SUPPLIED ENTRIES:
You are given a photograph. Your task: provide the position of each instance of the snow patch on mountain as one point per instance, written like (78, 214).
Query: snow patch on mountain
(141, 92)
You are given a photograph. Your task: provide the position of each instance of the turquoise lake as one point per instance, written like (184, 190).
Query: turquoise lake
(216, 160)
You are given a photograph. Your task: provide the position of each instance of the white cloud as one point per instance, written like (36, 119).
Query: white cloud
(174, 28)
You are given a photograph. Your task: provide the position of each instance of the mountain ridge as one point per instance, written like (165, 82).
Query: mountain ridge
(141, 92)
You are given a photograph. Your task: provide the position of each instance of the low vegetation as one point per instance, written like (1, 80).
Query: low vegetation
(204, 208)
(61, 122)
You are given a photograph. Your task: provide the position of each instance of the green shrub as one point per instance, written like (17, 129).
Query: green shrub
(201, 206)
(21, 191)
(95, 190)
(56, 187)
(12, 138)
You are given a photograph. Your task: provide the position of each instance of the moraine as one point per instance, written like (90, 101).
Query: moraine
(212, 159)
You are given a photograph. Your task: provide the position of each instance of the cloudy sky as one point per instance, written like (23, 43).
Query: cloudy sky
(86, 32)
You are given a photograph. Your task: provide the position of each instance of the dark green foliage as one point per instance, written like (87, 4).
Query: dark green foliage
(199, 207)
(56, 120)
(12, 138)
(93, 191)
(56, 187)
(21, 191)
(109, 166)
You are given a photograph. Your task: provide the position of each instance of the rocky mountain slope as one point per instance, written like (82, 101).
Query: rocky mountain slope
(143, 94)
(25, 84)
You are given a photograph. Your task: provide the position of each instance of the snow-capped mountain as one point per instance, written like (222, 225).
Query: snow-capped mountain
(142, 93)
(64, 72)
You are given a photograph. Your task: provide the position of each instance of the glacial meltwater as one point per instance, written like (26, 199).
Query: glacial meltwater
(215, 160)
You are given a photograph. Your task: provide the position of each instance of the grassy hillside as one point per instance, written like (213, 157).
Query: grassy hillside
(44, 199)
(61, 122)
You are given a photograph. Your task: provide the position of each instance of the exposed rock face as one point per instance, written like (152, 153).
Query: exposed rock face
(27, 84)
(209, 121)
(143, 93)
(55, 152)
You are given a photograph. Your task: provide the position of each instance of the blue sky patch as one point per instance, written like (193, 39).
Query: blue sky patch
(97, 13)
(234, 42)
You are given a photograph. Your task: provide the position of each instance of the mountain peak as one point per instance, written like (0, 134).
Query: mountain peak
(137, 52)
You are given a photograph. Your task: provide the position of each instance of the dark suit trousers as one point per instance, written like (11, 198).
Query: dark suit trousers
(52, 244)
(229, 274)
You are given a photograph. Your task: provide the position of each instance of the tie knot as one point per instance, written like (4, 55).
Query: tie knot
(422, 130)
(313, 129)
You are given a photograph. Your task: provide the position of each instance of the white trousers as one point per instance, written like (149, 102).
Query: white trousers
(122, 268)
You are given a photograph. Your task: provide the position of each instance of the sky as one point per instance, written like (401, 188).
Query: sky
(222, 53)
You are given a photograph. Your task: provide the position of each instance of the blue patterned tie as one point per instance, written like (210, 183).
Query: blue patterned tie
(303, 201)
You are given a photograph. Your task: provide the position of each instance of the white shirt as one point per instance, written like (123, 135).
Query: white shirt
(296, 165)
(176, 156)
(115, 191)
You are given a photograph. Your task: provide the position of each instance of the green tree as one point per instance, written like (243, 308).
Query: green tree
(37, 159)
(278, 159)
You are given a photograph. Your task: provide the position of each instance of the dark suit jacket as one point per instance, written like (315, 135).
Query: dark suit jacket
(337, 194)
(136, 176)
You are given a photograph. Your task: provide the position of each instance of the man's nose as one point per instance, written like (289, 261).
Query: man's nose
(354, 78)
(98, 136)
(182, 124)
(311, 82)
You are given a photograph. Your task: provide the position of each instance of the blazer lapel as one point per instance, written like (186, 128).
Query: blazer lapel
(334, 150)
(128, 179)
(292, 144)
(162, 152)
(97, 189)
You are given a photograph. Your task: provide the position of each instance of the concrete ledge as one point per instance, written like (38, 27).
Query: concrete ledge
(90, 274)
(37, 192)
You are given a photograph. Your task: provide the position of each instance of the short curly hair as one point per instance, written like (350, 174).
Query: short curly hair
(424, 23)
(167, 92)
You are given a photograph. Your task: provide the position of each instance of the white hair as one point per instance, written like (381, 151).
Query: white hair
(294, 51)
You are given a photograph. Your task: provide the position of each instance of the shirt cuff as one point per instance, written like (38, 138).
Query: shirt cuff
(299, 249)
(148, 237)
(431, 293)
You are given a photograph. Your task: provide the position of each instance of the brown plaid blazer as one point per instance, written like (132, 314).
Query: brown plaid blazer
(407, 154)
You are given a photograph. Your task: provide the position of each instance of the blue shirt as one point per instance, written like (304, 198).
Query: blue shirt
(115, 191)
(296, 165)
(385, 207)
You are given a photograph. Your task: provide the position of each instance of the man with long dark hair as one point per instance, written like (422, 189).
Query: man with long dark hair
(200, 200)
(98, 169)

WHAT NEEDS TO BE DONE: Repeat the listing in full so that each line matches exactly.

SOLUTION BELOW:
You are given a photograph. Your task: provide the position of each instance of the snow patch on mountain as one point per instance, written like (78, 214).
Query: snow patch on mountain
(141, 92)
You are given a photograph. Your task: provide the position of each instance of the turquoise lake as one point per instance, written like (184, 190).
Query: turquoise lake
(216, 160)
You are given a photograph. Your task: provide the position of each instance of the white cloud as one point per instance, written like (36, 119).
Query: white cloud
(174, 28)
You are given a photograph. Your task: provide the position of each instance of the mountain ridge as one point per instance, written like (165, 82).
Query: mountain ridge
(141, 92)
You are given a photograph. Your task: provide the position of each instance of the low vegetation as one point per instance, written like (1, 80).
Query: low vegetation
(204, 208)
(61, 122)
You are given a photograph. Your task: provide the position of each instance of the green shrub as one point per instance, written like (17, 129).
Query: green shrub
(201, 206)
(21, 191)
(95, 190)
(56, 187)
(12, 138)
You are given a photograph. Your task: provide the position of each instance of the moraine as one point per instance, written like (90, 101).
Query: moraine
(212, 159)
You are given a photograph. Your task: provide the position of each instance of the cloudy sky as one point per instance, written like (23, 43).
Query: cloudy sky
(86, 32)
You are given a photograph. Your task: provide the position of each instance of the dark green foliage as one point per instance, written like (87, 4).
Query: dark green foliage
(199, 207)
(56, 120)
(12, 138)
(93, 191)
(56, 187)
(21, 191)
(109, 166)
You are given a photograph. Your task: provide the position of each instance of the rocky mountain slope as one point per instance, written like (82, 101).
Query: rocky mountain slope
(143, 94)
(25, 84)
You are given a photograph. Your task: provide the position of each instance of the snow-capped mountain as one point per instance, written like (222, 225).
Query: snow-capped mountain
(142, 93)
(64, 72)
You are given a photograph. Your task: provide the position of each instance of the glacial meltwater as one point per instance, written like (26, 199).
Query: glacial meltwater
(215, 160)
You are given a photograph. Your task: provide the position of each instance of the grassy hillside as one point per instance, written like (213, 157).
Query: grassy hillside
(44, 199)
(61, 122)
You are given a photograph. Your task: provide the position of each instance of the exposed rock face as one point per instance, written like (152, 153).
Query: exposed rock face
(27, 84)
(209, 121)
(143, 93)
(55, 152)
You are given a photograph. Your task: provide the position of each instance of the blue sky patch as one point per instance, written like (193, 39).
Query: blue sky patch
(97, 13)
(234, 42)
You are given a photograph. Your task: provide the position of each instance of the mountain peak as one point per instance, written like (0, 134).
Query: mountain peak
(137, 52)
You are given a photograph. Your task: provide the position of each instance of the dark suit trousers as one point per instance, written like (11, 198).
Query: dark suit trousers
(52, 244)
(229, 274)
You are given a photograph. Your task: provide the position of each instance of the tie knot as one point per instance, written like (4, 55).
Query: tie knot
(422, 130)
(313, 129)
You are given a photograph. Your task: provide the position of each instance of the white trousers as one point per instance, written like (149, 102).
Query: white trousers
(122, 268)
You are given a photograph. Your task: provide the position of each instance of the sky as one point per instance, written like (401, 188).
Query: sky
(222, 53)
You are given a photograph. Your task: provide the position of each instance of the blue patterned tie as one point per instance, written like (210, 183).
Query: blue patterned tie
(303, 201)
You are given a photograph. Your task: provide the position of each instance of the white shirt as one point per instance, written like (123, 135).
Query: white shirt
(296, 165)
(176, 156)
(115, 191)
You are given a photograph. Your task: provide the position of each instance of the green tree as one point per instance, written like (243, 308).
Query: green tree
(37, 159)
(278, 159)
You are given a photograph. Your task: provide the position of each instance of the dark suit jacket as one point per instance, written like (315, 135).
Query: dark suit jacket
(337, 194)
(136, 176)
You are given a photograph. Your task: provide the position of each instance of the man's nose as one point per instance, written like (289, 261).
Query: man's nose
(354, 78)
(98, 136)
(182, 124)
(311, 82)
You are given a photograph. Your task: provide the position of each instance of the blazer lapel as one point per instance, written like (186, 128).
Query: blazer lapel
(334, 150)
(128, 179)
(292, 144)
(162, 152)
(97, 189)
You are given a photograph. Your task: provide the position of each instance of the concrete ledge as one point per instance, written like (38, 27).
Query: concrete ledge
(90, 274)
(37, 192)
You are given a photograph. Your task: provide the position of each instance of the short curly hair as one point per instance, written like (350, 174).
Query: short curly hair
(424, 23)
(167, 92)
You are given a photograph. Your task: provide the position of each instance of the white hair as one point per instance, written like (381, 151).
Query: white hair
(294, 51)
You are given a photograph. Your task: provide the position of each instance of the shirt cuff as one point per instance, written like (38, 138).
Query: shirt cuff
(299, 249)
(148, 237)
(431, 293)
You are given a photograph. Your task: provide the position of each instance of the brown plaid blazer as one point per instance, written like (132, 314).
Query: brown plaid blazer
(407, 154)
You are given a photograph. Your task: provide the position of each instance of the blue shirt as one point per instance, written like (304, 198).
Query: blue shirt
(115, 191)
(296, 165)
(385, 207)
You are given a photograph. Your task: provide the position of each instance of the man with long dark hair as one point per instance, written like (422, 189).
Query: man with long dark hair
(200, 200)
(98, 169)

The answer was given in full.